> _GIVEN EXERCISE_
Repeat verbatim each line from the line with "[mark] lemur belly" to the end of the entries. Pictures do not belong in the copy.

> _INPUT RECORDS_

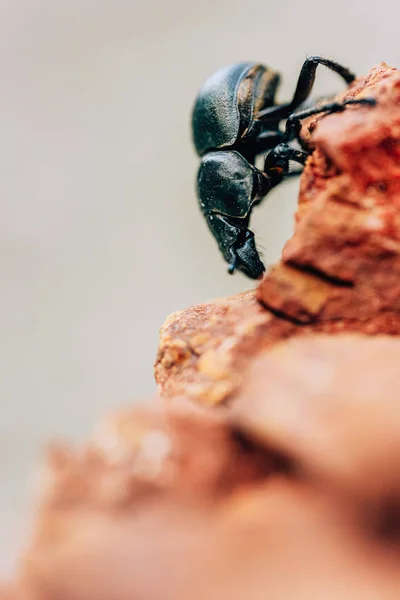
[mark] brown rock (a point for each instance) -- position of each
(339, 272)
(347, 240)
(320, 522)
(204, 349)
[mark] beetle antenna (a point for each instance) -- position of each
(232, 266)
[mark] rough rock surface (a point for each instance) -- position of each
(124, 519)
(339, 272)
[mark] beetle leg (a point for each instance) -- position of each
(278, 159)
(304, 86)
(267, 139)
(293, 123)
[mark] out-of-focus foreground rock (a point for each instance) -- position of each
(293, 494)
(339, 272)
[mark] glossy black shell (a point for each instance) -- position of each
(227, 184)
(228, 103)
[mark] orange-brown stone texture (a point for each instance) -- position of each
(339, 272)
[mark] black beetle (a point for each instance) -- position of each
(234, 120)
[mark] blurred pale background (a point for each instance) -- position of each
(100, 235)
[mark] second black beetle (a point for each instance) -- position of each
(234, 120)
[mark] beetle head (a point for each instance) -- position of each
(237, 244)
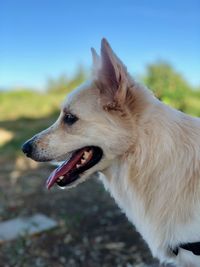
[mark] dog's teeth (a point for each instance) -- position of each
(86, 155)
(83, 161)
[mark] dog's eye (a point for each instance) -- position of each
(69, 118)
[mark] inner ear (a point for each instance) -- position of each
(112, 75)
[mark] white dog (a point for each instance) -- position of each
(148, 155)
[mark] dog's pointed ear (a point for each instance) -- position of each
(96, 62)
(113, 76)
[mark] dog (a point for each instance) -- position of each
(147, 155)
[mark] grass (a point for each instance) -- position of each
(24, 113)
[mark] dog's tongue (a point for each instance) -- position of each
(64, 169)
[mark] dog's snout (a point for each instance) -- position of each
(27, 148)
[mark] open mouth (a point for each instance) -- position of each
(71, 170)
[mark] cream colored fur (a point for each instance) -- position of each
(151, 163)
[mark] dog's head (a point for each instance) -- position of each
(96, 124)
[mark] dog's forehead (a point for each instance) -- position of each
(84, 96)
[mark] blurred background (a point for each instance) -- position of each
(45, 54)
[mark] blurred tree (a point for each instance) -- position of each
(167, 84)
(63, 84)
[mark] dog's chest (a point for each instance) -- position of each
(131, 204)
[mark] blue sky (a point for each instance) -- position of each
(45, 38)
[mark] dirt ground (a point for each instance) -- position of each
(92, 231)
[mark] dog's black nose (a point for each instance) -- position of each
(27, 148)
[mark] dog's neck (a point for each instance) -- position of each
(151, 183)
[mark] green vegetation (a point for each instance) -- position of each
(172, 88)
(24, 112)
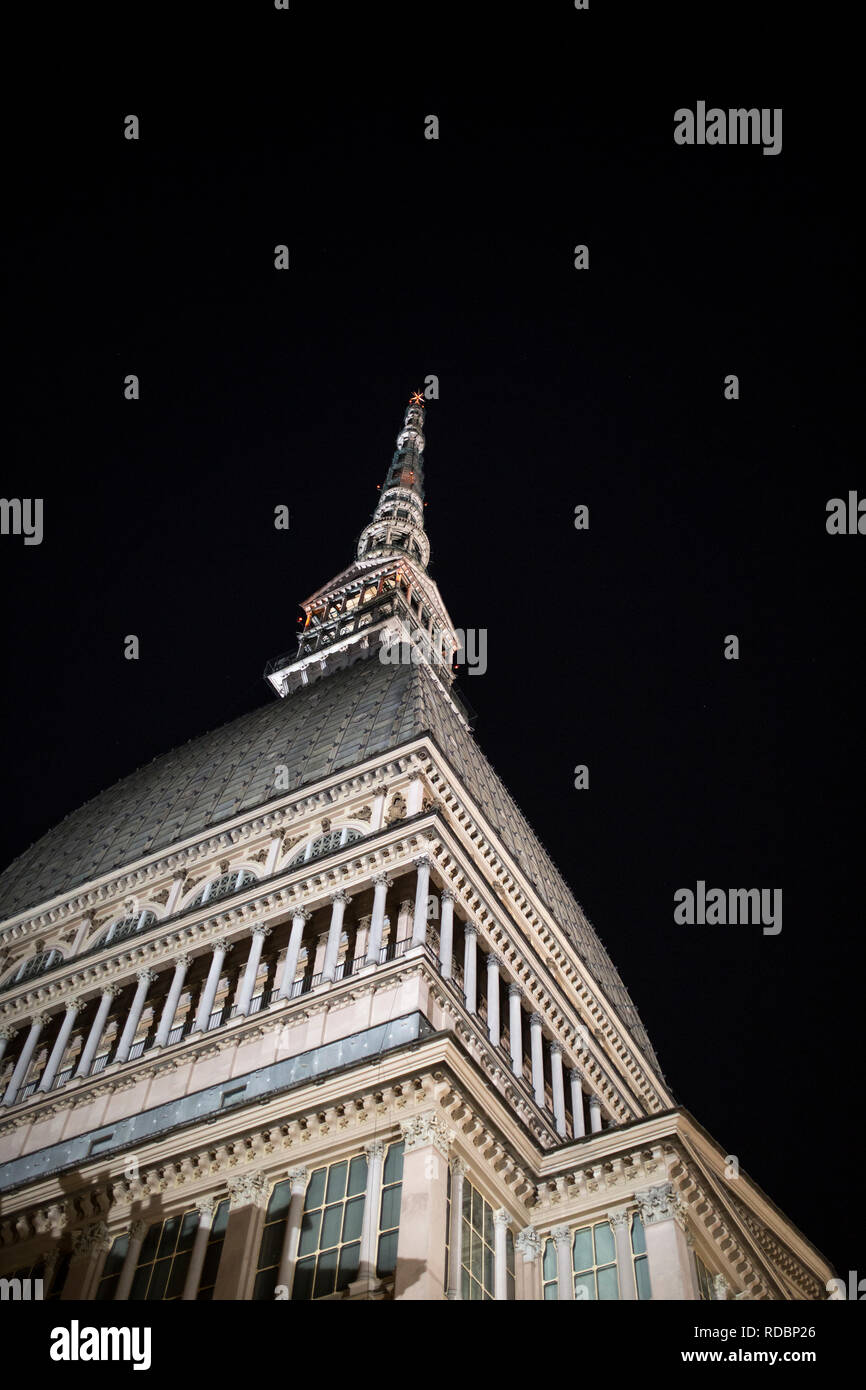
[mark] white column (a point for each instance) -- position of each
(6, 1037)
(419, 926)
(60, 1045)
(96, 1030)
(565, 1272)
(378, 806)
(250, 970)
(170, 1008)
(666, 1247)
(367, 1255)
(446, 933)
(380, 891)
(559, 1090)
(455, 1244)
(289, 968)
(530, 1246)
(338, 908)
(143, 977)
(136, 1235)
(174, 893)
(492, 998)
(298, 1179)
(211, 984)
(516, 1027)
(270, 863)
(501, 1273)
(620, 1222)
(414, 797)
(538, 1065)
(199, 1248)
(39, 1022)
(577, 1104)
(470, 957)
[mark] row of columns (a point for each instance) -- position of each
(470, 995)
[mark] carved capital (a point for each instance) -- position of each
(248, 1190)
(530, 1244)
(658, 1204)
(298, 1179)
(423, 1130)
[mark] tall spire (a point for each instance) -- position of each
(385, 603)
(398, 521)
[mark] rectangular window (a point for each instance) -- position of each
(389, 1211)
(641, 1262)
(477, 1257)
(211, 1253)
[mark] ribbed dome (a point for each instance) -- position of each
(350, 715)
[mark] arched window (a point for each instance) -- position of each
(32, 966)
(221, 887)
(324, 844)
(125, 927)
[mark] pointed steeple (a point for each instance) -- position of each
(385, 603)
(398, 521)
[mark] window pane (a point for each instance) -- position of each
(302, 1287)
(309, 1233)
(353, 1219)
(349, 1262)
(316, 1190)
(178, 1275)
(263, 1289)
(488, 1268)
(325, 1275)
(157, 1280)
(188, 1230)
(116, 1257)
(271, 1244)
(638, 1240)
(337, 1183)
(583, 1248)
(330, 1228)
(150, 1243)
(278, 1204)
(391, 1208)
(394, 1165)
(388, 1254)
(170, 1233)
(220, 1219)
(357, 1176)
(605, 1250)
(641, 1276)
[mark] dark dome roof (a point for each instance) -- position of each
(342, 719)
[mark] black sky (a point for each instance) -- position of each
(455, 257)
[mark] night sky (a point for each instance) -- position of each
(556, 387)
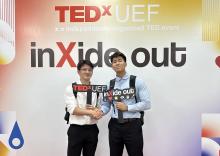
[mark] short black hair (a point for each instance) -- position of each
(117, 54)
(83, 62)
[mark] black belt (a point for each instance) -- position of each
(125, 120)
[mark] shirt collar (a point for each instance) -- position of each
(126, 76)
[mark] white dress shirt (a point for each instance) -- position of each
(72, 102)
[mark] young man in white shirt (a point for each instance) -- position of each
(83, 130)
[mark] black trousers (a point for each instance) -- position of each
(82, 139)
(128, 134)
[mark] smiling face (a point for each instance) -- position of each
(118, 64)
(85, 72)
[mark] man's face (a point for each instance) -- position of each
(85, 72)
(118, 64)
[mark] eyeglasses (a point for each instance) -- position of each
(86, 69)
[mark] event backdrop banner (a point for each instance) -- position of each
(173, 45)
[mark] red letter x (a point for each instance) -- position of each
(66, 54)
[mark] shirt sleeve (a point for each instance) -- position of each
(105, 105)
(143, 97)
(70, 100)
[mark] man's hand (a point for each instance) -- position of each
(121, 106)
(89, 106)
(96, 113)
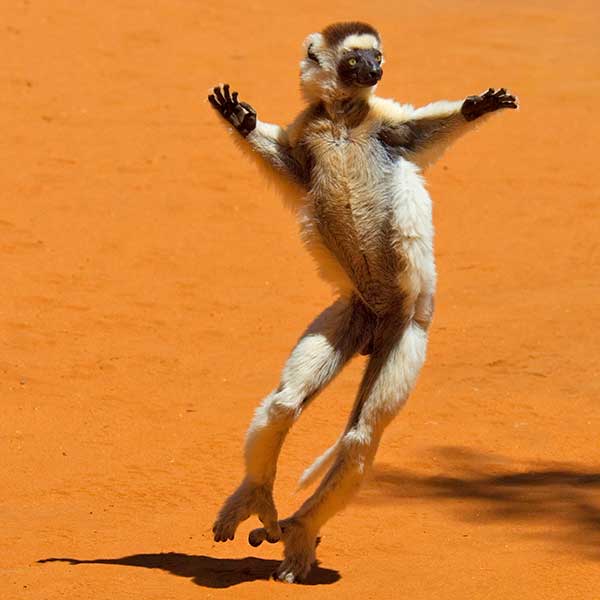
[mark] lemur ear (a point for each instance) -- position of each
(314, 39)
(311, 44)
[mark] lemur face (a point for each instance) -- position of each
(360, 67)
(344, 60)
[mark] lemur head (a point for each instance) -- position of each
(343, 61)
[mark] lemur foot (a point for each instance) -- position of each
(299, 553)
(249, 499)
(240, 114)
(476, 106)
(259, 535)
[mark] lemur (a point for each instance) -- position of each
(351, 167)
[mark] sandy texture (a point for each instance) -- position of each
(151, 287)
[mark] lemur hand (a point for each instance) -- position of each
(240, 114)
(475, 106)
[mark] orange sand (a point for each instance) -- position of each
(152, 287)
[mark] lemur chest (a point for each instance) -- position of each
(347, 177)
(356, 188)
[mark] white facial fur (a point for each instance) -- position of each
(320, 81)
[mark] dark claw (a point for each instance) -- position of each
(219, 96)
(248, 108)
(240, 114)
(226, 92)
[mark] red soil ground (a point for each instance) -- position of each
(152, 287)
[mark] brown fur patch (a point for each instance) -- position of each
(337, 32)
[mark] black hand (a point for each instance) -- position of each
(476, 106)
(240, 114)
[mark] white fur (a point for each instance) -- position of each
(364, 41)
(399, 334)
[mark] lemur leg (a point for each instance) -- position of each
(332, 339)
(398, 355)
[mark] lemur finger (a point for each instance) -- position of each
(226, 92)
(248, 108)
(214, 103)
(219, 95)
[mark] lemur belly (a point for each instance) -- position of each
(378, 228)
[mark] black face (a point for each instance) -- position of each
(361, 68)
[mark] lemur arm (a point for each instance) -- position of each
(426, 132)
(268, 145)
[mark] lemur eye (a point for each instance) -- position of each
(312, 55)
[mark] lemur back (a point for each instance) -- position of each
(350, 166)
(357, 192)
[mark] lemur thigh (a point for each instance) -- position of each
(332, 339)
(389, 377)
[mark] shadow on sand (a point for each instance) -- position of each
(559, 501)
(204, 570)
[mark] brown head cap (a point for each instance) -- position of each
(337, 32)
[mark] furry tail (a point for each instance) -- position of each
(319, 466)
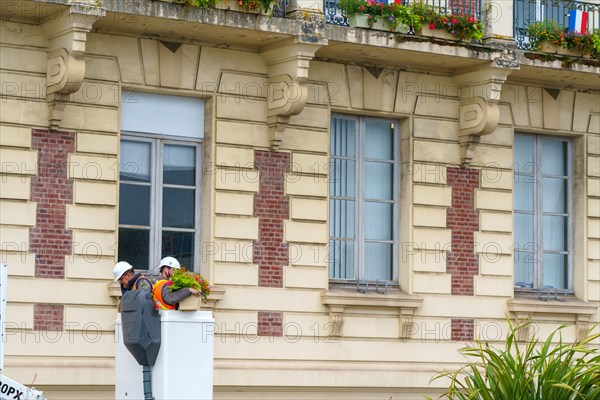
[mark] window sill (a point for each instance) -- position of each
(580, 312)
(338, 300)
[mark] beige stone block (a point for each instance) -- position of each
(235, 157)
(380, 92)
(310, 278)
(92, 265)
(308, 209)
(20, 263)
(437, 106)
(493, 200)
(355, 83)
(214, 60)
(19, 86)
(23, 162)
(242, 134)
(230, 251)
(435, 129)
(17, 213)
(24, 60)
(429, 216)
(125, 49)
(99, 193)
(90, 118)
(309, 255)
(336, 81)
(432, 283)
(428, 260)
(432, 239)
(437, 152)
(312, 117)
(92, 245)
(90, 217)
(425, 172)
(593, 291)
(91, 318)
(305, 140)
(495, 222)
(241, 108)
(236, 179)
(14, 239)
(25, 112)
(306, 185)
(234, 203)
(593, 207)
(432, 195)
(594, 166)
(236, 274)
(496, 265)
(149, 49)
(236, 227)
(593, 187)
(310, 164)
(493, 286)
(594, 228)
(103, 68)
(494, 244)
(19, 316)
(102, 144)
(243, 85)
(305, 232)
(93, 167)
(15, 187)
(15, 136)
(492, 178)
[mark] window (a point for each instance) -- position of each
(159, 200)
(363, 199)
(543, 212)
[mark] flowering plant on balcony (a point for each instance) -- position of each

> _OUTPUT OF THE TASK_
[mark] lemur belly (a point for each instance) -- position of each
(378, 228)
[mark] black face (a point for each instance) -- position of each
(361, 68)
[mark] lemur arm (a point for each instance) -- position of each
(426, 132)
(268, 145)
[mark] lemur eye (a point for each instance) -- position of each
(312, 55)
[mark] lemur back (a point for each instance) -- position of each
(350, 166)
(357, 192)
[mark] lemur thigh (a point for each instance) -- position of each
(332, 339)
(389, 377)
[mark] shadow on sand (a point for each instance) -- position of each
(559, 501)
(204, 570)
[mark] brown head cap (a point for each instance) -- position of each
(337, 32)
[mark] furry tail (a point for each instance) -- position of each
(319, 466)
[mark] window sill (a point for each instance) -- position of each
(580, 312)
(338, 300)
[mark] beige stone block (a point for each instance) -- position of each
(235, 157)
(380, 92)
(310, 278)
(92, 265)
(308, 209)
(20, 263)
(437, 106)
(493, 200)
(355, 83)
(214, 60)
(19, 86)
(23, 162)
(242, 134)
(230, 251)
(435, 129)
(17, 213)
(24, 60)
(429, 216)
(125, 49)
(99, 193)
(90, 118)
(309, 255)
(336, 81)
(432, 283)
(428, 260)
(432, 239)
(437, 152)
(312, 117)
(92, 245)
(90, 217)
(425, 172)
(593, 291)
(91, 318)
(305, 140)
(495, 222)
(241, 108)
(236, 179)
(14, 239)
(25, 112)
(306, 185)
(234, 203)
(593, 207)
(432, 195)
(594, 166)
(236, 274)
(496, 265)
(149, 49)
(236, 227)
(593, 187)
(310, 164)
(493, 286)
(594, 228)
(103, 68)
(494, 244)
(19, 316)
(102, 144)
(243, 85)
(305, 232)
(93, 167)
(15, 187)
(15, 136)
(492, 178)
[mark] window (a point for each instance) -- position of each
(159, 200)
(363, 199)
(543, 212)
[mark] flowering plant on balcony (a point for each instance) -- position of each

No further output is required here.